Task to complete:
In the article on hospital finances below, what options is the NRMC board of trustees considering to secure the hospital's future?

Selected extract:

While a free-market economy is the essential basis for the foundation of capitalism, it does not bode well for the hospital business.
Chief Operating Officer of the Mississippi Hospital Association Eddie Foster said the laws of free market economy are almost never beneficial to a hospital.
“Hospitals in general are facing tough times lately,” he said.
And the labor and capital intensive nature of a hospital only compounds those problems.
Since the financial problems at NRMC have become publicized, the board of trustees has been working with a list of possible solutions to secure the hospital’s future.
Options include sale/lease of the hospital, bankruptcy or conversion to a non-profit hospital.
However many in the healthcare community say the future of any hospital depends on something much harder to attain.
A one-hospital town?
Many in the industry say no two hospitals in an area the size of the Miss-Lou can successfully operate independently of one another.
Greenville’s Delta Regional Medical Center’s CEO Ray Humphreys said in 2005 there were two hospitals in Greenville.

Data provided:
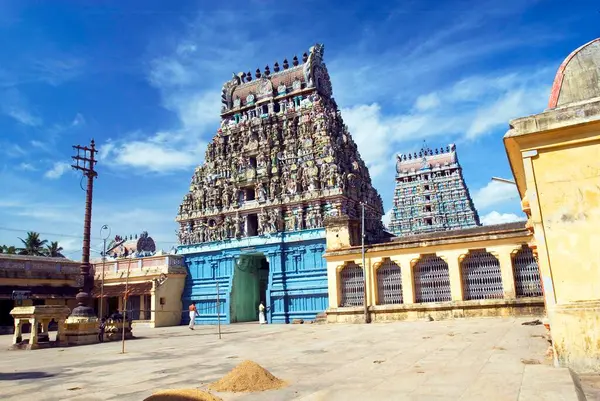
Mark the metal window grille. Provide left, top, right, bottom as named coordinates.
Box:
left=460, top=249, right=504, bottom=300
left=414, top=255, right=452, bottom=302
left=513, top=245, right=543, bottom=297
left=340, top=263, right=365, bottom=306
left=377, top=259, right=402, bottom=305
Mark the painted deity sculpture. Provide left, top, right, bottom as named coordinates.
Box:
left=177, top=44, right=383, bottom=245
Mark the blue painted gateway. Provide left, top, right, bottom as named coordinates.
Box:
left=179, top=228, right=328, bottom=324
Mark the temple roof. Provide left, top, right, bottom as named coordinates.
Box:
left=396, top=144, right=458, bottom=173
left=221, top=44, right=331, bottom=113
left=548, top=38, right=600, bottom=109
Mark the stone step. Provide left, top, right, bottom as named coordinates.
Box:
left=315, top=312, right=327, bottom=324
left=518, top=365, right=586, bottom=401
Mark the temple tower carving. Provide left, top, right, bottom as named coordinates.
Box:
left=177, top=44, right=383, bottom=245
left=389, top=144, right=480, bottom=236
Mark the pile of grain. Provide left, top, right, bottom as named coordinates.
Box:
left=209, top=361, right=287, bottom=393
left=144, top=389, right=223, bottom=401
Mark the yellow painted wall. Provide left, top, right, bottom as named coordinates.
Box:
left=152, top=275, right=185, bottom=327
left=533, top=141, right=600, bottom=303
left=504, top=101, right=600, bottom=373
left=326, top=235, right=541, bottom=321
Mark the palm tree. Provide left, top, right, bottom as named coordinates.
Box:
left=0, top=245, right=17, bottom=255
left=19, top=231, right=48, bottom=256
left=45, top=241, right=65, bottom=258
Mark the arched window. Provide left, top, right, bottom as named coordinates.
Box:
left=513, top=245, right=543, bottom=297
left=414, top=255, right=452, bottom=302
left=340, top=262, right=365, bottom=306
left=460, top=249, right=504, bottom=300
left=377, top=259, right=402, bottom=305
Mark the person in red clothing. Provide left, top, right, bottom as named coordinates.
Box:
left=188, top=302, right=200, bottom=330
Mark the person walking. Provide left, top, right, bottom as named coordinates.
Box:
left=258, top=301, right=267, bottom=324
left=188, top=302, right=200, bottom=330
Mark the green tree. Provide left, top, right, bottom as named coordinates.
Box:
left=46, top=241, right=65, bottom=258
left=18, top=231, right=48, bottom=256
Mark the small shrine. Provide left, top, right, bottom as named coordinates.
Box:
left=10, top=305, right=71, bottom=349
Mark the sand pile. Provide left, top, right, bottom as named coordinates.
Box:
left=209, top=361, right=287, bottom=393
left=144, top=388, right=223, bottom=401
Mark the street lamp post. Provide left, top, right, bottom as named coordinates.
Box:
left=360, top=202, right=371, bottom=323
left=71, top=139, right=98, bottom=319
left=99, top=224, right=110, bottom=319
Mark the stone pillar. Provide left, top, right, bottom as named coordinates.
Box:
left=391, top=255, right=419, bottom=304
left=486, top=245, right=518, bottom=299
left=360, top=256, right=381, bottom=306
left=140, top=295, right=148, bottom=320
left=56, top=319, right=65, bottom=344
left=327, top=262, right=344, bottom=309
left=437, top=250, right=464, bottom=301
left=29, top=318, right=39, bottom=346
left=13, top=318, right=23, bottom=344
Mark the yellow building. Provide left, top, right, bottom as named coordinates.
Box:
left=504, top=39, right=600, bottom=372
left=0, top=254, right=81, bottom=333
left=94, top=254, right=187, bottom=327
left=325, top=218, right=544, bottom=322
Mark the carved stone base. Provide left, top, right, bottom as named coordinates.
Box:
left=65, top=316, right=99, bottom=345
left=104, top=321, right=133, bottom=341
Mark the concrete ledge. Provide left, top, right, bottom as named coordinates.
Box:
left=519, top=365, right=585, bottom=401
left=548, top=300, right=600, bottom=373
left=327, top=297, right=545, bottom=323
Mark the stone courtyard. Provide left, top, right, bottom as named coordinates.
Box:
left=0, top=318, right=577, bottom=401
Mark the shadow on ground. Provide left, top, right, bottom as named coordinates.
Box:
left=0, top=372, right=56, bottom=380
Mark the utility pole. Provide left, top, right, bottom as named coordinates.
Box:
left=360, top=202, right=371, bottom=323
left=99, top=224, right=110, bottom=319
left=71, top=139, right=98, bottom=318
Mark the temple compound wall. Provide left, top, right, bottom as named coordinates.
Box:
left=504, top=38, right=600, bottom=373
left=325, top=221, right=544, bottom=323
left=176, top=44, right=383, bottom=324
left=0, top=254, right=81, bottom=333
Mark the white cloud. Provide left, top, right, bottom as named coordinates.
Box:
left=0, top=88, right=42, bottom=127
left=44, top=162, right=71, bottom=180
left=415, top=93, right=440, bottom=111
left=479, top=211, right=527, bottom=226
left=71, top=113, right=85, bottom=127
left=473, top=181, right=520, bottom=210
left=342, top=104, right=394, bottom=178
left=19, top=162, right=37, bottom=171
left=99, top=133, right=206, bottom=173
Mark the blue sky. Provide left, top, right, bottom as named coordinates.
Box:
left=0, top=0, right=600, bottom=259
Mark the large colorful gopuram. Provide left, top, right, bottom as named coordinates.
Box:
left=389, top=144, right=479, bottom=236
left=177, top=44, right=383, bottom=323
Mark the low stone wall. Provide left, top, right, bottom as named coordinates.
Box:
left=327, top=297, right=545, bottom=323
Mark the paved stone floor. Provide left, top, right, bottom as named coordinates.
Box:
left=0, top=319, right=577, bottom=401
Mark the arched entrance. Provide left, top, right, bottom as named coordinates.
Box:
left=229, top=253, right=269, bottom=323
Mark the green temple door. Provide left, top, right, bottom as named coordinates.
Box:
left=230, top=254, right=269, bottom=323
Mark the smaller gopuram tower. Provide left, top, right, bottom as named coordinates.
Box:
left=389, top=144, right=480, bottom=236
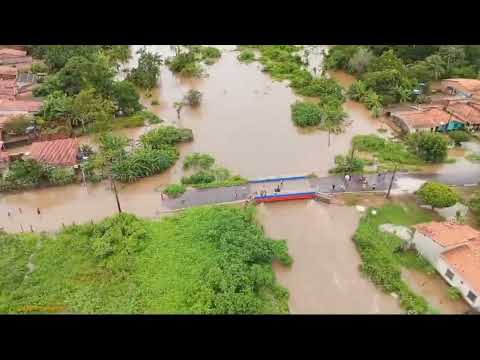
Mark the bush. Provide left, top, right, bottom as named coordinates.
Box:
left=200, top=46, right=222, bottom=59
left=448, top=130, right=470, bottom=146
left=180, top=170, right=215, bottom=185
left=184, top=89, right=202, bottom=107
left=111, top=146, right=179, bottom=182
left=31, top=63, right=48, bottom=74
left=238, top=49, right=255, bottom=63
left=448, top=286, right=462, bottom=301
left=407, top=132, right=448, bottom=163
left=417, top=182, right=460, bottom=209
left=163, top=184, right=187, bottom=198
left=183, top=153, right=215, bottom=170
left=140, top=126, right=193, bottom=149
left=46, top=167, right=75, bottom=185
left=3, top=115, right=33, bottom=135
left=291, top=101, right=322, bottom=127
left=330, top=155, right=365, bottom=174
left=5, top=159, right=44, bottom=188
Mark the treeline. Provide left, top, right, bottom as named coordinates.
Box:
left=325, top=45, right=480, bottom=116
left=29, top=45, right=162, bottom=132
left=0, top=210, right=292, bottom=314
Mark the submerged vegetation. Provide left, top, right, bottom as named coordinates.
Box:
left=325, top=45, right=480, bottom=116
left=166, top=45, right=222, bottom=77
left=240, top=45, right=347, bottom=131
left=0, top=206, right=292, bottom=314
left=354, top=204, right=435, bottom=314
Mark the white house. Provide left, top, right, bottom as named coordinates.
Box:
left=412, top=222, right=480, bottom=311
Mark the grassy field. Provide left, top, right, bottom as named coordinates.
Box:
left=354, top=203, right=437, bottom=314
left=0, top=206, right=292, bottom=314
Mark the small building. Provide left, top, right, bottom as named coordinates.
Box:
left=0, top=80, right=18, bottom=100
left=26, top=138, right=80, bottom=166
left=445, top=100, right=480, bottom=131
left=0, top=65, right=18, bottom=80
left=441, top=78, right=480, bottom=100
left=390, top=106, right=456, bottom=134
left=0, top=48, right=32, bottom=66
left=412, top=222, right=480, bottom=311
left=0, top=98, right=42, bottom=116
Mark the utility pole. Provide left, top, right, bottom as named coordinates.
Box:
left=110, top=176, right=122, bottom=214
left=350, top=143, right=355, bottom=172
left=386, top=164, right=397, bottom=199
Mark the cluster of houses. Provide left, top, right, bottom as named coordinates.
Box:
left=410, top=221, right=480, bottom=311
left=387, top=79, right=480, bottom=134
left=0, top=46, right=79, bottom=169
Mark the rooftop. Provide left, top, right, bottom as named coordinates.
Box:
left=392, top=106, right=450, bottom=129
left=0, top=65, right=18, bottom=76
left=0, top=48, right=27, bottom=57
left=440, top=239, right=480, bottom=296
left=0, top=99, right=42, bottom=112
left=447, top=101, right=480, bottom=124
left=445, top=79, right=480, bottom=92
left=415, top=221, right=480, bottom=247
left=30, top=139, right=79, bottom=166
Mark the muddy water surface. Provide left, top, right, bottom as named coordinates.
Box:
left=0, top=45, right=386, bottom=231
left=259, top=201, right=402, bottom=314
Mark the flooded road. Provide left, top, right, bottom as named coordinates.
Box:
left=0, top=45, right=386, bottom=231
left=258, top=201, right=403, bottom=314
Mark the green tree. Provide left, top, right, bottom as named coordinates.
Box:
left=417, top=182, right=460, bottom=209
left=42, top=90, right=73, bottom=121
left=111, top=80, right=142, bottom=115
left=72, top=88, right=116, bottom=129
left=291, top=101, right=322, bottom=127
left=425, top=54, right=446, bottom=80
left=184, top=89, right=202, bottom=107
left=348, top=47, right=375, bottom=74
left=49, top=56, right=115, bottom=95
left=128, top=48, right=163, bottom=90
left=407, top=132, right=448, bottom=163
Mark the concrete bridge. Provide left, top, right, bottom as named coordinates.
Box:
left=163, top=172, right=480, bottom=210
left=163, top=174, right=391, bottom=210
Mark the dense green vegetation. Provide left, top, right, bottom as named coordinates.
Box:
left=417, top=182, right=460, bottom=209
left=30, top=45, right=155, bottom=138
left=0, top=159, right=77, bottom=192
left=128, top=48, right=163, bottom=90
left=325, top=45, right=480, bottom=115
left=163, top=184, right=187, bottom=198
left=354, top=204, right=435, bottom=314
left=331, top=133, right=448, bottom=172
left=238, top=49, right=255, bottom=63
left=406, top=132, right=448, bottom=163
left=83, top=126, right=193, bottom=182
left=448, top=130, right=471, bottom=146
left=0, top=206, right=292, bottom=314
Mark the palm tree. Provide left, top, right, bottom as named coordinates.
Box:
left=425, top=55, right=446, bottom=80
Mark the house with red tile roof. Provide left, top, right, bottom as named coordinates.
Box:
left=441, top=79, right=480, bottom=100
left=412, top=222, right=480, bottom=311
left=0, top=98, right=42, bottom=116
left=0, top=48, right=32, bottom=65
left=390, top=106, right=451, bottom=134
left=28, top=138, right=80, bottom=166
left=0, top=65, right=18, bottom=80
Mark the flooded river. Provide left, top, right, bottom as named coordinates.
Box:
left=0, top=45, right=468, bottom=313
left=0, top=45, right=388, bottom=231
left=259, top=200, right=403, bottom=314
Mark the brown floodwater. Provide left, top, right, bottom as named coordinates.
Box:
left=0, top=45, right=454, bottom=313
left=258, top=200, right=403, bottom=314
left=0, top=45, right=388, bottom=231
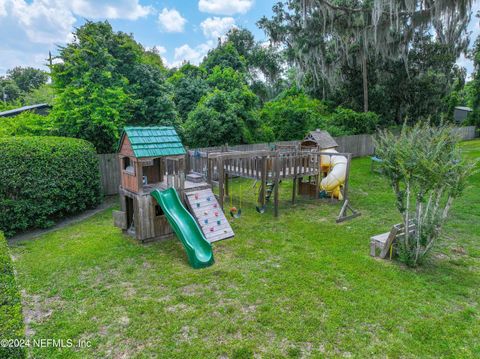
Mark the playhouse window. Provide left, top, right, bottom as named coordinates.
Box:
left=155, top=204, right=164, bottom=217
left=123, top=157, right=135, bottom=174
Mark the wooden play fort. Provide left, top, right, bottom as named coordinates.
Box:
left=187, top=130, right=360, bottom=222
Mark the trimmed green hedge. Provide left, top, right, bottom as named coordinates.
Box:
left=0, top=137, right=101, bottom=237
left=0, top=232, right=25, bottom=358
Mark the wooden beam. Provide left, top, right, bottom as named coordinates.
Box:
left=217, top=158, right=225, bottom=210
left=292, top=157, right=298, bottom=204
left=273, top=157, right=280, bottom=217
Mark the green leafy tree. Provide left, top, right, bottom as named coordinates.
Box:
left=260, top=88, right=328, bottom=141
left=375, top=123, right=475, bottom=266
left=52, top=22, right=133, bottom=153
left=167, top=63, right=209, bottom=121
left=184, top=66, right=264, bottom=146
left=259, top=0, right=472, bottom=112
left=128, top=64, right=178, bottom=126
left=22, top=84, right=55, bottom=105
left=52, top=21, right=177, bottom=152
left=184, top=89, right=252, bottom=147
left=0, top=78, right=22, bottom=103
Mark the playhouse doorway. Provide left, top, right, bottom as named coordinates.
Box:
left=125, top=196, right=135, bottom=234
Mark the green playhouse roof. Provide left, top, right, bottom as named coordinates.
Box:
left=118, top=126, right=186, bottom=158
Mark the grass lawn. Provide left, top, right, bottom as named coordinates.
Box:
left=12, top=140, right=480, bottom=358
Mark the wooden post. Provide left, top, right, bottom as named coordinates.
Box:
left=207, top=158, right=213, bottom=186
left=292, top=156, right=297, bottom=204
left=217, top=158, right=225, bottom=210
left=225, top=173, right=230, bottom=197
left=343, top=153, right=352, bottom=201
left=273, top=155, right=280, bottom=217
left=313, top=154, right=322, bottom=199
left=185, top=147, right=191, bottom=174
left=135, top=159, right=143, bottom=193
left=260, top=156, right=268, bottom=207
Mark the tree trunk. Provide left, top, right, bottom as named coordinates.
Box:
left=362, top=54, right=368, bottom=112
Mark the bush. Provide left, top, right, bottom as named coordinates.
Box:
left=0, top=137, right=101, bottom=237
left=0, top=232, right=25, bottom=358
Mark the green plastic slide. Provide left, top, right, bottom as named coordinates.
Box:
left=151, top=188, right=214, bottom=268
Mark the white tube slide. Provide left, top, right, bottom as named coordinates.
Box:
left=320, top=148, right=348, bottom=200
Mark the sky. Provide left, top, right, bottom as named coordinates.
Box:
left=0, top=0, right=480, bottom=76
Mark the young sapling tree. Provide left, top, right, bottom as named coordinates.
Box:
left=375, top=123, right=475, bottom=266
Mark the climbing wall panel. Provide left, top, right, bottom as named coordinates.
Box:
left=187, top=189, right=235, bottom=243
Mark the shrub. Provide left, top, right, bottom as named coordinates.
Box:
left=375, top=123, right=475, bottom=266
left=260, top=88, right=327, bottom=141
left=0, top=137, right=101, bottom=237
left=0, top=232, right=25, bottom=358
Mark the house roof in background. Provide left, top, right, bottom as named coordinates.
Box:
left=455, top=106, right=473, bottom=112
left=303, top=129, right=338, bottom=149
left=0, top=103, right=52, bottom=117
left=117, top=126, right=186, bottom=158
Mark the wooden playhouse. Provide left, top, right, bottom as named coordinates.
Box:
left=298, top=129, right=338, bottom=198
left=114, top=126, right=233, bottom=242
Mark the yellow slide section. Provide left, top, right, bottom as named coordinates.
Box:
left=320, top=148, right=348, bottom=200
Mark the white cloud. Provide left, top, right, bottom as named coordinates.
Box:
left=198, top=0, right=254, bottom=15
left=168, top=40, right=215, bottom=67
left=64, top=0, right=153, bottom=20
left=158, top=8, right=187, bottom=32
left=0, top=0, right=7, bottom=17
left=174, top=44, right=203, bottom=64
left=200, top=16, right=235, bottom=39
left=0, top=0, right=76, bottom=44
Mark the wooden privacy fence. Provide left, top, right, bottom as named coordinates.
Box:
left=98, top=126, right=476, bottom=195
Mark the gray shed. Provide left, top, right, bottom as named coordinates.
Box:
left=300, top=128, right=338, bottom=150
left=453, top=106, right=473, bottom=124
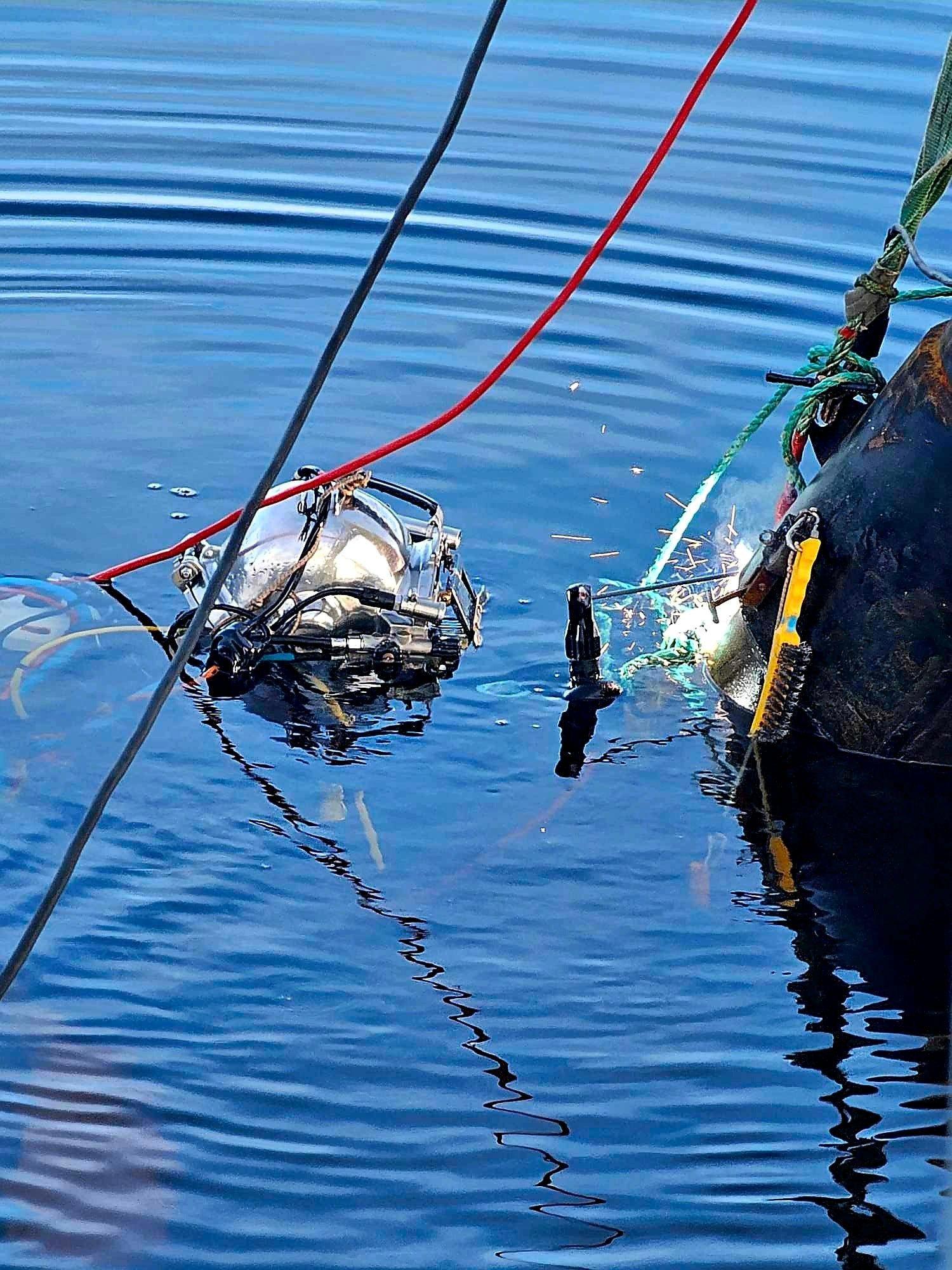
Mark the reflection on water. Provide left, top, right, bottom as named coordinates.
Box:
left=0, top=0, right=952, bottom=1270
left=194, top=674, right=625, bottom=1260
left=699, top=737, right=952, bottom=1270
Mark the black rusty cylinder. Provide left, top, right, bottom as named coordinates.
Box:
left=711, top=323, right=952, bottom=765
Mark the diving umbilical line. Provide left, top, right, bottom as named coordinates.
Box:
left=0, top=0, right=758, bottom=997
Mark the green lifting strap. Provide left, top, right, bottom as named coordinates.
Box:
left=845, top=39, right=952, bottom=331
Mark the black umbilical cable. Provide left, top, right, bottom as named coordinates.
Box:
left=0, top=0, right=506, bottom=998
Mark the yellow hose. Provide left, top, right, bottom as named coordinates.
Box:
left=10, top=625, right=166, bottom=719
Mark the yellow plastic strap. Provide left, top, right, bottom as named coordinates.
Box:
left=748, top=538, right=820, bottom=737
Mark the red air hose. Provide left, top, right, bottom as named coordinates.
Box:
left=91, top=0, right=758, bottom=582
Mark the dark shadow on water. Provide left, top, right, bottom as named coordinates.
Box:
left=698, top=729, right=952, bottom=1270
left=185, top=677, right=625, bottom=1270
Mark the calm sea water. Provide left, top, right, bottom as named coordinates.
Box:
left=0, top=0, right=952, bottom=1270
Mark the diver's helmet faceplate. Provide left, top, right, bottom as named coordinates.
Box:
left=173, top=470, right=486, bottom=692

Result:
The options are sale or lease of the hospital, bankruptcy, or conversion to a non-profit hospital.